Lines of data:
****************************************

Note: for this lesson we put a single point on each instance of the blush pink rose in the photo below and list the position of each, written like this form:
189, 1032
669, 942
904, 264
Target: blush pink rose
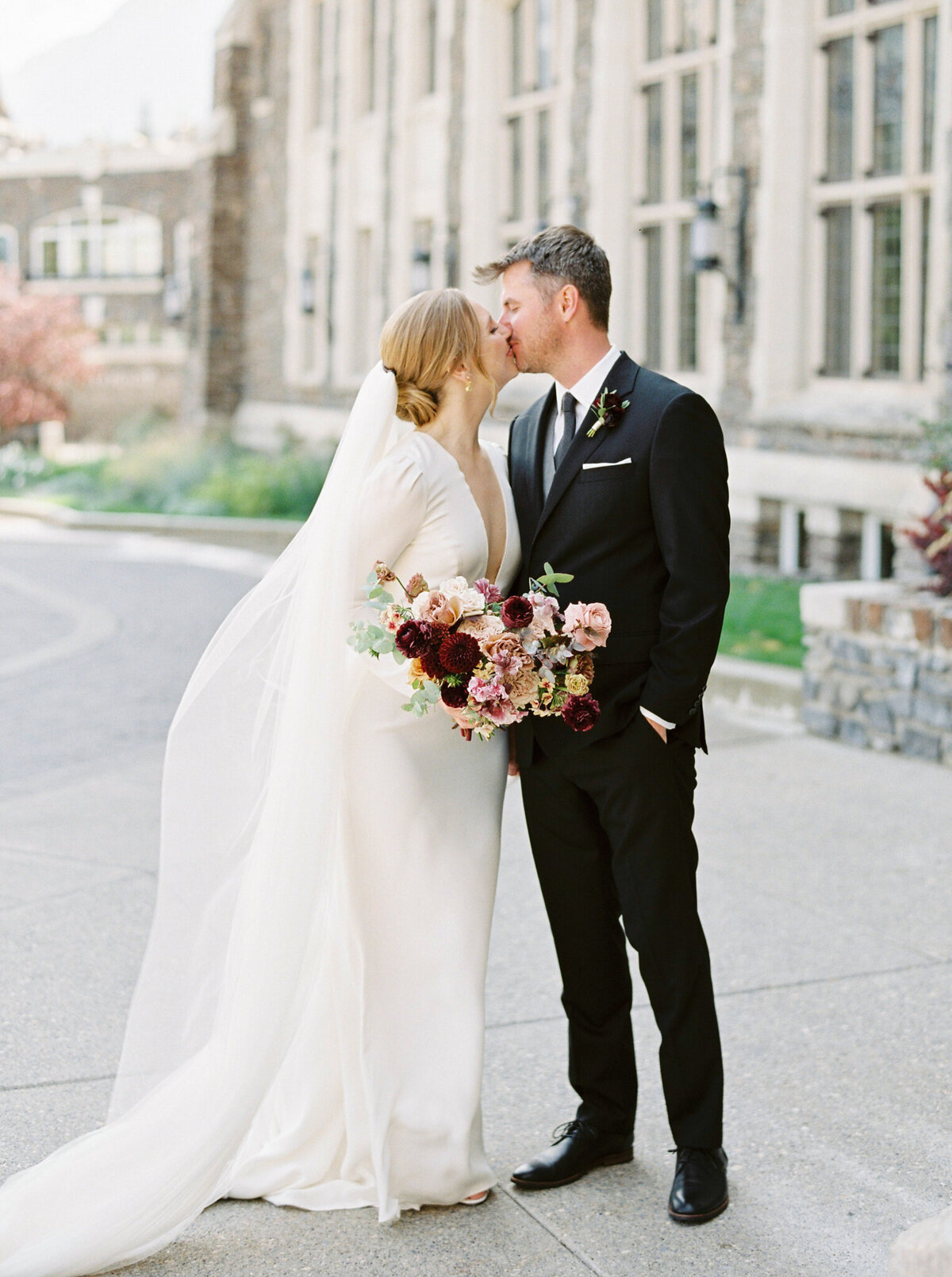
436, 607
589, 625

****************************************

» **What is being asked**
Rewrite the records with every "blush pink rose" changed to "pale pink rose" and nothing else altered. Omit the picture from your answer.

» **Task output**
Note: for this lesson we put a single point on each instance of the pale pink rose in the photo below and list the position of each, written like this form:
189, 1032
669, 942
904, 264
Target: pale pink rose
436, 607
589, 625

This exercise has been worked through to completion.